* **Set exercise**: Which lines in the items below contain the word "gold"? Show every such line in full.

· · ·

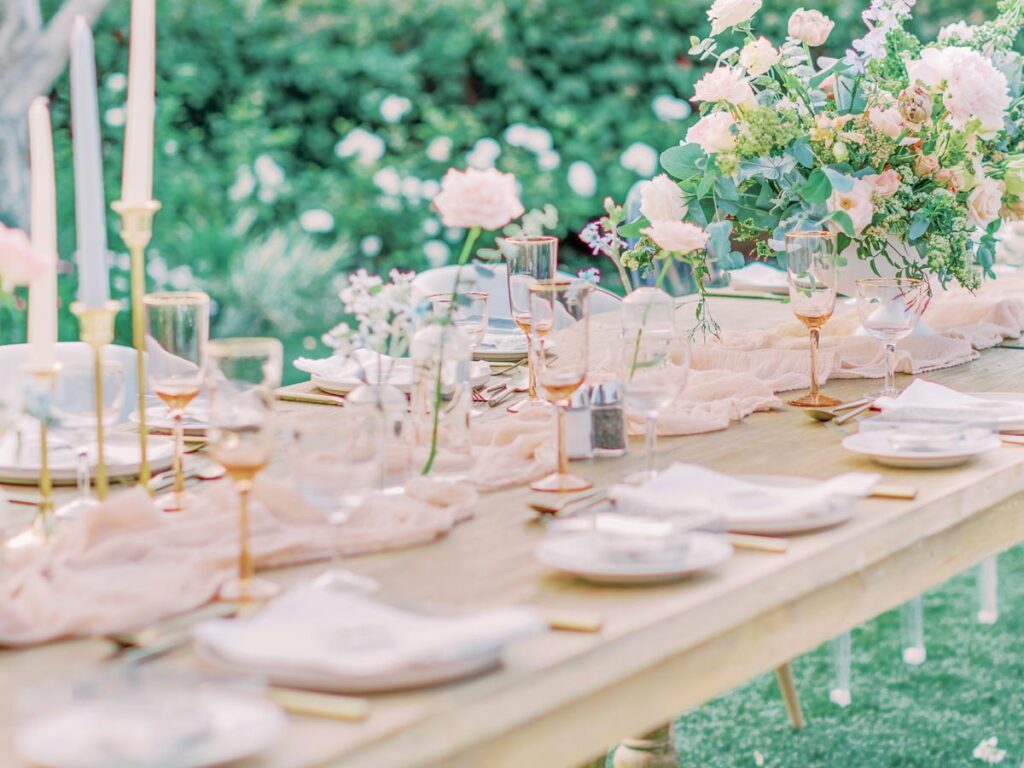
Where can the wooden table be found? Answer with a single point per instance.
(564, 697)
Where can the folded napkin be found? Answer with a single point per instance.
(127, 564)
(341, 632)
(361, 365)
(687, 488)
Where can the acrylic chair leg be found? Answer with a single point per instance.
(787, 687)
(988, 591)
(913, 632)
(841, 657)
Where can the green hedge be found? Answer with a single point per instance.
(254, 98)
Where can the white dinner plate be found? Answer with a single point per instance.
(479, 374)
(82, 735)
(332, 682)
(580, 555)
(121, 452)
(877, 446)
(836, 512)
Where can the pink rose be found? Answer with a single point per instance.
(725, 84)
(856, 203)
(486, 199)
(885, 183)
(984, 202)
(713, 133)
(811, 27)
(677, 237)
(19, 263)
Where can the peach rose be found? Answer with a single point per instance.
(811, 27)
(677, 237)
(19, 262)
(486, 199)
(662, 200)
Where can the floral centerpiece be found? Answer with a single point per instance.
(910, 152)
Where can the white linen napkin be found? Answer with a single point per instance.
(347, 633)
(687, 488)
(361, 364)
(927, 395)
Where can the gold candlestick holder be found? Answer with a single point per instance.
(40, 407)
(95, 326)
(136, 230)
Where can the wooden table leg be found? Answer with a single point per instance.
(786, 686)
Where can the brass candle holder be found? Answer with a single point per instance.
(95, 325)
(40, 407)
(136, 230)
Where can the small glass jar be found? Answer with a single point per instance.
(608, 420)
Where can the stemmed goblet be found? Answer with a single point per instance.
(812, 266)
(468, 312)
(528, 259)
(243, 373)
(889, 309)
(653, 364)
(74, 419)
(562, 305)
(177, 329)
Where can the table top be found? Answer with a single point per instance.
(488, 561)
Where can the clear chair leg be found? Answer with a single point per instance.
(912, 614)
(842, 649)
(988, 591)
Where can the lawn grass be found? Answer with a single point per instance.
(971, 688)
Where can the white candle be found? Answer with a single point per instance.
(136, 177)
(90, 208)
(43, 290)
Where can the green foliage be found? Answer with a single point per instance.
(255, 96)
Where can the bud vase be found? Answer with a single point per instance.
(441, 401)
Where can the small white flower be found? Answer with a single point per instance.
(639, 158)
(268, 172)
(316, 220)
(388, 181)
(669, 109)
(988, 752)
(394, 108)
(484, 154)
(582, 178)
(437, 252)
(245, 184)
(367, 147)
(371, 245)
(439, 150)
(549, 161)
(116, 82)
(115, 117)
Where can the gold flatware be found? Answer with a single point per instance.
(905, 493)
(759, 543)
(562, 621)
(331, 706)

· · ·

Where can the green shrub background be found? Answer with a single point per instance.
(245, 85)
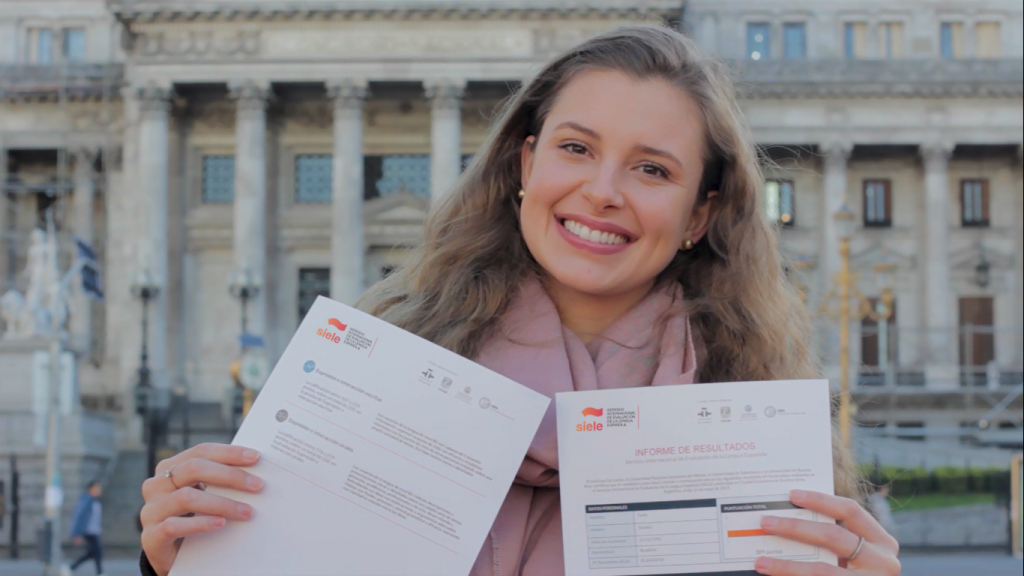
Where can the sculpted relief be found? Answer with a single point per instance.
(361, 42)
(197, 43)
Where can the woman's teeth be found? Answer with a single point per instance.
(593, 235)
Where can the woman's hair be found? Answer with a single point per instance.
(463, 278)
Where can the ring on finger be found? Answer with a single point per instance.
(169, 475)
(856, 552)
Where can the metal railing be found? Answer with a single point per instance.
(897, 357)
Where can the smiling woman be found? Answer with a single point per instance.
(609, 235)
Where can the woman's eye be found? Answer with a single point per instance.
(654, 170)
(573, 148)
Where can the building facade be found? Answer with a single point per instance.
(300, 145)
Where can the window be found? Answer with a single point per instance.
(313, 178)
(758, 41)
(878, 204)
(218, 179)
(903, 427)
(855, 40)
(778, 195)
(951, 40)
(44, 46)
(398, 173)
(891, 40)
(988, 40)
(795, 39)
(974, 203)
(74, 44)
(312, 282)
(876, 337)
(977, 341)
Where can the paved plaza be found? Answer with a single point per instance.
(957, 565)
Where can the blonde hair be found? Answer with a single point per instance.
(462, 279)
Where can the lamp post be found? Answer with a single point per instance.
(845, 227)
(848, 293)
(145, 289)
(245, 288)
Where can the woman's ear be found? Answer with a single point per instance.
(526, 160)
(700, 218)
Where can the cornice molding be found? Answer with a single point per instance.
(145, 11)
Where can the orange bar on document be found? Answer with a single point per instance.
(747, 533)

· · ·

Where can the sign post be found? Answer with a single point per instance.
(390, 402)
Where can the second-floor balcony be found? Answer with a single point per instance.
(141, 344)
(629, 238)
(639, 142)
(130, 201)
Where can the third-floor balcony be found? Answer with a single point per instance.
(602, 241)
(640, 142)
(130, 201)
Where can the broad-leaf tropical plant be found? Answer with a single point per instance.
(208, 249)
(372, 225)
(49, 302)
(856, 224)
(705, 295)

· · ·

* **Correct answer**:
Where can the gold candlestick holder be found? Answer with a single point per instance.
Where can the gold flatware be found? Answer with a single point per instance.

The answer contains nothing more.